(Saved data entries)
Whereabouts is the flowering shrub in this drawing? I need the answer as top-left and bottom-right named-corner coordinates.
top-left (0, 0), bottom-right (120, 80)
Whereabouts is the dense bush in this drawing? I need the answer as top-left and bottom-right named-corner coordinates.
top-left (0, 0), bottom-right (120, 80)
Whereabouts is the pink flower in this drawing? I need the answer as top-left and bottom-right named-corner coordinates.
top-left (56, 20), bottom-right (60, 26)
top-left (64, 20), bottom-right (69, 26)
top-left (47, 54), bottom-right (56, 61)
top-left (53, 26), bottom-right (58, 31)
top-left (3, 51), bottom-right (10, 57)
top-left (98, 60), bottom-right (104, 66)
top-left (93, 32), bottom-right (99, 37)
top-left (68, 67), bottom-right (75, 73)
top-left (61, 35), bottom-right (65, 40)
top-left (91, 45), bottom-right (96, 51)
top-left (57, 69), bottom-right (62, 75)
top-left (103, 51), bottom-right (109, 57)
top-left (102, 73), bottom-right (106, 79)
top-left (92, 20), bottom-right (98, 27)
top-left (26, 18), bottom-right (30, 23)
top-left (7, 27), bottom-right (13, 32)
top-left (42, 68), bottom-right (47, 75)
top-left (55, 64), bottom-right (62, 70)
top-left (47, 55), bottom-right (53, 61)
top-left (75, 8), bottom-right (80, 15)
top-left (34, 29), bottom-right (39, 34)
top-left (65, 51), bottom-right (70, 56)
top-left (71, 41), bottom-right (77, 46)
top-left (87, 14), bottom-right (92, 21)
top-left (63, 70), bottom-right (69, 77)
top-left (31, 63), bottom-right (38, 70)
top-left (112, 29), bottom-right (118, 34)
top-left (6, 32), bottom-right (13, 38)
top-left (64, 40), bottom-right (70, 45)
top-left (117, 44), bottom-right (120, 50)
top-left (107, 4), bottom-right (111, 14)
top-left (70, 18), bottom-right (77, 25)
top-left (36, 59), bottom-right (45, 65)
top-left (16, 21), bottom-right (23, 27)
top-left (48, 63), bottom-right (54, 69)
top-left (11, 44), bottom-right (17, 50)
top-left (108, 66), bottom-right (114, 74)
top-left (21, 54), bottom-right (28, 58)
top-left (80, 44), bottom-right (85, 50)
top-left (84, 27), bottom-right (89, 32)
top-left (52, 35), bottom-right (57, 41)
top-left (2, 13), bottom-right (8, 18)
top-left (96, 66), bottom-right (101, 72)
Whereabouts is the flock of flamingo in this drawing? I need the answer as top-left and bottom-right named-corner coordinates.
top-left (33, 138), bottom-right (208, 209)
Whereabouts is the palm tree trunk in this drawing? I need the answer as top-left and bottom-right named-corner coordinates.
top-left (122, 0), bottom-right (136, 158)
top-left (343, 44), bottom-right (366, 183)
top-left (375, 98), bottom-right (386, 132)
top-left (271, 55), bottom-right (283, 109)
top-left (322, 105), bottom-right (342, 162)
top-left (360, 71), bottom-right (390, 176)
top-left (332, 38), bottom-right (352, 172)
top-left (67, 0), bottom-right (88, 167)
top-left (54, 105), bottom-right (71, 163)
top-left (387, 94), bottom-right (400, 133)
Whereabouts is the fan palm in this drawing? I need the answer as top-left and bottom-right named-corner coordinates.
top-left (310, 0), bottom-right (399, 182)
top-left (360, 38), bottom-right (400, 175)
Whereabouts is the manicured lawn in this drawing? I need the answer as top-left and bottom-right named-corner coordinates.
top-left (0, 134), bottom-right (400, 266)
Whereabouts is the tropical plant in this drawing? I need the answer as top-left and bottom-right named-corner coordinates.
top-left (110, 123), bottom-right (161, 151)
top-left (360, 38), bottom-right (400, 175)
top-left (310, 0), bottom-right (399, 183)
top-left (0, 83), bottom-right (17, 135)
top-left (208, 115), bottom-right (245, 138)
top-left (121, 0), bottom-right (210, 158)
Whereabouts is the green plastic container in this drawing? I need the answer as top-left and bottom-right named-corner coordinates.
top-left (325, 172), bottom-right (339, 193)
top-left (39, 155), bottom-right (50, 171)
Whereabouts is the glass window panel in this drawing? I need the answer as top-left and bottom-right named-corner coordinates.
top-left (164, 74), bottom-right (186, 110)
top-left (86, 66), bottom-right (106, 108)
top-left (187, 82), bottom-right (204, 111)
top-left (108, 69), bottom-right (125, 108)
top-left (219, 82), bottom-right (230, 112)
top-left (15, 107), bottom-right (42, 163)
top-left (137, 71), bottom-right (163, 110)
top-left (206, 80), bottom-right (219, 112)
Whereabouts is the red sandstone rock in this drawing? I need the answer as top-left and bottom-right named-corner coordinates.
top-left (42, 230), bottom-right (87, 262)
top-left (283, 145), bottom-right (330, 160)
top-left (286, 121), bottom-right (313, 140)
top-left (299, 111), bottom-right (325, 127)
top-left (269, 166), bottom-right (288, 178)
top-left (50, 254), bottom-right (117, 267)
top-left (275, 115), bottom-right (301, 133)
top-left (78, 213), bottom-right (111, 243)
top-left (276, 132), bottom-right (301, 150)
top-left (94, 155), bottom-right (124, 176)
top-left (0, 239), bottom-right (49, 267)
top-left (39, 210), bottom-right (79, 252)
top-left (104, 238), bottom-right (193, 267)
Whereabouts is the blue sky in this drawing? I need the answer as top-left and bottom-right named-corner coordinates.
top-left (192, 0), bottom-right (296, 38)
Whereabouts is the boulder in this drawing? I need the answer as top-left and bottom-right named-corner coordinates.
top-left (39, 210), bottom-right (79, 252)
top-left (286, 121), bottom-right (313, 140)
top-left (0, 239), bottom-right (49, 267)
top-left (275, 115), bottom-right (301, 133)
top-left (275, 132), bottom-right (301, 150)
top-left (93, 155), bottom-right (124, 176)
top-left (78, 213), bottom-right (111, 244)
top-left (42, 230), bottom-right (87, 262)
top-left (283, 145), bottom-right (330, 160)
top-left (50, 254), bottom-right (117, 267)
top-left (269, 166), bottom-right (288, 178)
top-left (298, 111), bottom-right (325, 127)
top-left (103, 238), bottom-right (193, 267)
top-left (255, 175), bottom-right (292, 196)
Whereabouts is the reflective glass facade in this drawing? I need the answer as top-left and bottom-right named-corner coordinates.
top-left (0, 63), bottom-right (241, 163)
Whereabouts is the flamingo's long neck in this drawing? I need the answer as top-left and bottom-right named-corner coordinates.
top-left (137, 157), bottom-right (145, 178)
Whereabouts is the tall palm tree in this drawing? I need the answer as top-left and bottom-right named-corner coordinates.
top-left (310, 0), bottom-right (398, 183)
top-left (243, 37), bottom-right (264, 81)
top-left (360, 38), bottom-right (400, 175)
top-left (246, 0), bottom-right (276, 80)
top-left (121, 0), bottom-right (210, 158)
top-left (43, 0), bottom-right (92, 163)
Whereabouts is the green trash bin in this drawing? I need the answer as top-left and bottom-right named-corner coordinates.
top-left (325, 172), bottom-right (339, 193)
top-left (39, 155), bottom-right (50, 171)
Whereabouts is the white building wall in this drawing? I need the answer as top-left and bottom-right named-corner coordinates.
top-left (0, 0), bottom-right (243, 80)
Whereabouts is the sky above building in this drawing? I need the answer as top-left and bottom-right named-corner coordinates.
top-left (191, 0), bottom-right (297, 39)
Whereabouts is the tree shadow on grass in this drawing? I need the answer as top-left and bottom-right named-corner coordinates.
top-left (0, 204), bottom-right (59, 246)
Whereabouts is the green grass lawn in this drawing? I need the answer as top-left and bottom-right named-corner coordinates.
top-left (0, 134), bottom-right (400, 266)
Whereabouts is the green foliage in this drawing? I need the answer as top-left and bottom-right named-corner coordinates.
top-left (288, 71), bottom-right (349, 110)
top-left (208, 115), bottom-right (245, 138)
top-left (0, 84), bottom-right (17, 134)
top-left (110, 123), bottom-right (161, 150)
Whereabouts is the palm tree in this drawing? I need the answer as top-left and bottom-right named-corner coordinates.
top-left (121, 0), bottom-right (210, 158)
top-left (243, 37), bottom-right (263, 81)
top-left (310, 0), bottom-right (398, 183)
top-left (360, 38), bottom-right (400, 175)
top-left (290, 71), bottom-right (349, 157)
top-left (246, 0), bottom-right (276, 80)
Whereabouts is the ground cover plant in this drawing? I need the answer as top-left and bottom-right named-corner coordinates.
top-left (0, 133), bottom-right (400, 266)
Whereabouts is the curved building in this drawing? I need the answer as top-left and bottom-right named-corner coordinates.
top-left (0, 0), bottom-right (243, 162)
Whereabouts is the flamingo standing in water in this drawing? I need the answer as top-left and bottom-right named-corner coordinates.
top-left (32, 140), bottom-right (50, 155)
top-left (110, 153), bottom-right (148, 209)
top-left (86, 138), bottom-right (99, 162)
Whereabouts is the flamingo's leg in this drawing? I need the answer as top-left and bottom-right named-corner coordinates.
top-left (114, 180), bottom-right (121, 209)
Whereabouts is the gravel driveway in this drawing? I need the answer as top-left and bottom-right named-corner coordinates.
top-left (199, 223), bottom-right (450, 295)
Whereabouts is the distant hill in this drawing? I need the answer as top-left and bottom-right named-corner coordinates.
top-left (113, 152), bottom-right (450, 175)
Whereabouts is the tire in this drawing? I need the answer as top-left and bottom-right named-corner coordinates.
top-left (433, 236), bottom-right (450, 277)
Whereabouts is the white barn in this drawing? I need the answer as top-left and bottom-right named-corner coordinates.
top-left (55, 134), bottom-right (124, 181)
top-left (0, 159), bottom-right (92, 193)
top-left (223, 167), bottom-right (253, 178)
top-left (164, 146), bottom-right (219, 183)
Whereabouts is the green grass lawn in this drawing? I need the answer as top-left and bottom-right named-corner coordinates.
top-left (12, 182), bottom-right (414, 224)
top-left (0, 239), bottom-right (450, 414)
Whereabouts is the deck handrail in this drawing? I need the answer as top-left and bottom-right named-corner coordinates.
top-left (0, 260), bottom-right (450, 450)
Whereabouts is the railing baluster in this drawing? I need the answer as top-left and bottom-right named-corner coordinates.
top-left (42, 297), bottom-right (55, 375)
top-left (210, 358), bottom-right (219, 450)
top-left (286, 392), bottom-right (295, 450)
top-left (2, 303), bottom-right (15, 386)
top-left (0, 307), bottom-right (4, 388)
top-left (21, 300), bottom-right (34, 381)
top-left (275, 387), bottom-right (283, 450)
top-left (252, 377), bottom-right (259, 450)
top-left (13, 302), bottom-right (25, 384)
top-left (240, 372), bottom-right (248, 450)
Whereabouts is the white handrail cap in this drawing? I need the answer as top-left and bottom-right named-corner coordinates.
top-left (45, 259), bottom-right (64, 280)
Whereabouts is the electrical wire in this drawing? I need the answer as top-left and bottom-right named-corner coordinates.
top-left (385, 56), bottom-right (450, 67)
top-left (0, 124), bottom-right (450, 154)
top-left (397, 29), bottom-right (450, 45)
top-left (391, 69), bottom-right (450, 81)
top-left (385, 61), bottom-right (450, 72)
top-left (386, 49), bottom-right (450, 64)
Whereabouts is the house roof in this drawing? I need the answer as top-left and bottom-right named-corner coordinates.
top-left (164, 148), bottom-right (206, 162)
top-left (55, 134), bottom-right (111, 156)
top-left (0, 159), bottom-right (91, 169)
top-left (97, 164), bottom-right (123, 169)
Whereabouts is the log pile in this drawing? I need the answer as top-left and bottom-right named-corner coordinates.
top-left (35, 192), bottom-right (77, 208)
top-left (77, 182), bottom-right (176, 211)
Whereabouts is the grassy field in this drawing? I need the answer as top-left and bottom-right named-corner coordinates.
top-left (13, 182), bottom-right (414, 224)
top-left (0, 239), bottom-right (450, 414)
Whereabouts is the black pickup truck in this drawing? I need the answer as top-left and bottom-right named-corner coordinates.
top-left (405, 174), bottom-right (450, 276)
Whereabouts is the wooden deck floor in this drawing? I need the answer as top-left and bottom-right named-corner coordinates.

* CHALLENGE: Rewrite only the part that opens with the line containing "Whereabouts is the boulder" and closes with the line containing "top-left (191, 0), bottom-right (297, 39)", updating it so that "palm" is replaced with "coconut" and everything else is unchanged.

* RESPONSE FOR THIS EXERCISE:
Whereabouts is the boulder in this drawing? I need the answer as top-left and bottom-right named-corner coordinates.
top-left (39, 210), bottom-right (79, 252)
top-left (286, 121), bottom-right (313, 140)
top-left (0, 239), bottom-right (49, 267)
top-left (275, 115), bottom-right (301, 133)
top-left (275, 132), bottom-right (301, 150)
top-left (93, 155), bottom-right (124, 176)
top-left (78, 213), bottom-right (111, 244)
top-left (42, 230), bottom-right (87, 262)
top-left (283, 145), bottom-right (330, 160)
top-left (50, 254), bottom-right (117, 267)
top-left (269, 166), bottom-right (288, 178)
top-left (298, 111), bottom-right (325, 127)
top-left (103, 238), bottom-right (193, 267)
top-left (255, 175), bottom-right (292, 196)
Whereabouts is the reflective glass facade in this drawing? I need the answer as top-left and bottom-right named-corner coordinates.
top-left (0, 63), bottom-right (241, 163)
Whereabouts is the flamingo's long neck in this drawing? I need the answer as top-left and bottom-right named-corner coordinates.
top-left (137, 157), bottom-right (145, 178)
Whereabouts is the tall coconut tree in this drawing? I need the answer as top-left and bottom-right named-corner coordinates.
top-left (310, 0), bottom-right (398, 183)
top-left (243, 37), bottom-right (264, 81)
top-left (360, 38), bottom-right (400, 175)
top-left (246, 0), bottom-right (276, 80)
top-left (121, 0), bottom-right (210, 158)
top-left (43, 0), bottom-right (92, 163)
Whereabouts is the green trash bin in this drawing? I need the answer as top-left and bottom-right named-corner coordinates.
top-left (325, 172), bottom-right (339, 193)
top-left (39, 155), bottom-right (50, 171)
Whereabouts is the white building wall in this drawing? I need the answer as top-left and bottom-right named-corner coordinates.
top-left (0, 0), bottom-right (243, 80)
Whereabouts is the sky above building in this drawing? I need the answer as top-left and bottom-right named-corner coordinates.
top-left (191, 0), bottom-right (297, 39)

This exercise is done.